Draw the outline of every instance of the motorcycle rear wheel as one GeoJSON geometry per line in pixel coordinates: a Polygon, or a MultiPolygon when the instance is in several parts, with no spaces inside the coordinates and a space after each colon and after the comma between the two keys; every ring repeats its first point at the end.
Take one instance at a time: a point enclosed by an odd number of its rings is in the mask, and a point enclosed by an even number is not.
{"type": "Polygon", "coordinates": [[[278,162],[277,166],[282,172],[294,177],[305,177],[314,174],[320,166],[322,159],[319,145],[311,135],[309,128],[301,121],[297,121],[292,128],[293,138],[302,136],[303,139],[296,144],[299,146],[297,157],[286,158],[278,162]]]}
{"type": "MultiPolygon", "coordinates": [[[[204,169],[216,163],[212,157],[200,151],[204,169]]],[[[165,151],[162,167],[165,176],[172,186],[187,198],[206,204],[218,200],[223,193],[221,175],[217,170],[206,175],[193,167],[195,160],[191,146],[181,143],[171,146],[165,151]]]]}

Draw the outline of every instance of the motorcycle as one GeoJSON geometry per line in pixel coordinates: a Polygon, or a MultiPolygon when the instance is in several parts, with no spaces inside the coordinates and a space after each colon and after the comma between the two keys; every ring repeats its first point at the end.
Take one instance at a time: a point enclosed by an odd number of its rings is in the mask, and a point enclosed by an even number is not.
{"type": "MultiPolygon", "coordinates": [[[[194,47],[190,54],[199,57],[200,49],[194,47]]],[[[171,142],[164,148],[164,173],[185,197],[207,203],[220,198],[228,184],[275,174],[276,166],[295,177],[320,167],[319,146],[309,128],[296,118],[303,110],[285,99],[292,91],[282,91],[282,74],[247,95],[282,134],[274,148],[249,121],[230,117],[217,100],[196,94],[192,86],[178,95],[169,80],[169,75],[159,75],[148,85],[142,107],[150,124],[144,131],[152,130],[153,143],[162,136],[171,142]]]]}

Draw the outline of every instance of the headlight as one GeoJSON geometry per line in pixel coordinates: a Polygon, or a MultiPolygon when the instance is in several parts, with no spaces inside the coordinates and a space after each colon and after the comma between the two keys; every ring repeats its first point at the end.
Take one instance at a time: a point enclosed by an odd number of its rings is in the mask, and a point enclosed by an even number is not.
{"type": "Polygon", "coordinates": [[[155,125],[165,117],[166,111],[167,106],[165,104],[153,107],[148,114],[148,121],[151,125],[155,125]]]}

== Objective ==
Turn every line of the rows above into a numbered list, leaving out the blank lines.

== Exercise result ==
1. Draw the outline of every instance of the motorcycle rear wheel as one GeoJSON geometry per line in pixel coordinates: a Polygon, or a MultiPolygon when the instance is in several parts, with no spaces inside the coordinates and a space after each colon and after the comma between the two keys; every ring repeats its first point at the end.
2. Take one instance at a time: a point enclosed by an odd number of its rings is in the mask, and a point enclosed by an even number is not.
3. {"type": "Polygon", "coordinates": [[[278,162],[277,166],[282,172],[294,177],[305,177],[314,174],[320,166],[322,159],[319,145],[311,135],[309,128],[301,121],[297,121],[292,128],[293,138],[302,136],[303,139],[296,144],[299,146],[297,157],[286,158],[278,162]]]}
4. {"type": "MultiPolygon", "coordinates": [[[[204,169],[216,163],[212,157],[200,151],[204,169]]],[[[165,151],[162,167],[165,176],[172,186],[187,198],[206,204],[218,200],[223,193],[221,175],[217,170],[206,175],[193,167],[195,160],[191,146],[181,143],[171,146],[165,151]]]]}
5. Draw the outline of every instance of the motorcycle as one GeoJSON geometry per line in pixel coordinates: a Polygon, or a MultiPolygon when the instance is in several parts, with no spaces inside the coordinates and a space after each colon and after the comma between the two keys; every ring repeats its first point at the end.
6. Take one instance at a time: a point enclosed by an odd number of its rings is in the mask, and a point enclosed by an even number is not.
7. {"type": "MultiPolygon", "coordinates": [[[[194,47],[190,54],[199,57],[200,49],[194,47]]],[[[171,142],[164,148],[164,173],[185,197],[207,203],[220,198],[228,184],[275,174],[276,166],[295,177],[320,167],[319,146],[309,128],[296,118],[303,110],[285,99],[292,91],[282,91],[282,74],[247,95],[282,134],[274,148],[249,121],[230,117],[217,100],[196,94],[192,86],[178,95],[169,80],[169,75],[159,75],[148,85],[142,107],[150,124],[144,131],[152,130],[153,143],[162,136],[171,142]]]]}
8. Draw the outline of every instance of the headlight as one GeoJSON geometry per line in pixel coordinates: a Polygon, or a MultiPolygon when the instance is in several parts, with no spaces inside the coordinates and a space after each colon and after the comma between the two keys; every ring repeats its first point at the end.
9. Take one instance at a time: a point enclosed by an odd number of its rings is in the mask, and a point enclosed by an even number is not.
10. {"type": "Polygon", "coordinates": [[[155,125],[165,117],[166,111],[167,106],[165,104],[153,107],[148,114],[148,121],[151,125],[155,125]]]}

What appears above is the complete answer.